Exercise objective:
Render these rows as a numbered list, leaving out any blank lines.

-*-

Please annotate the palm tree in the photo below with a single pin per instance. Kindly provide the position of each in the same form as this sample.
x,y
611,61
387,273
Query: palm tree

-*-

Task result:
1. Please annotate the palm tree in the photo below with a single pin per instance. Kindly provide the position of each in the same form as this sample.
2. x,y
3. 611,61
4. 387,273
5. Query: palm tree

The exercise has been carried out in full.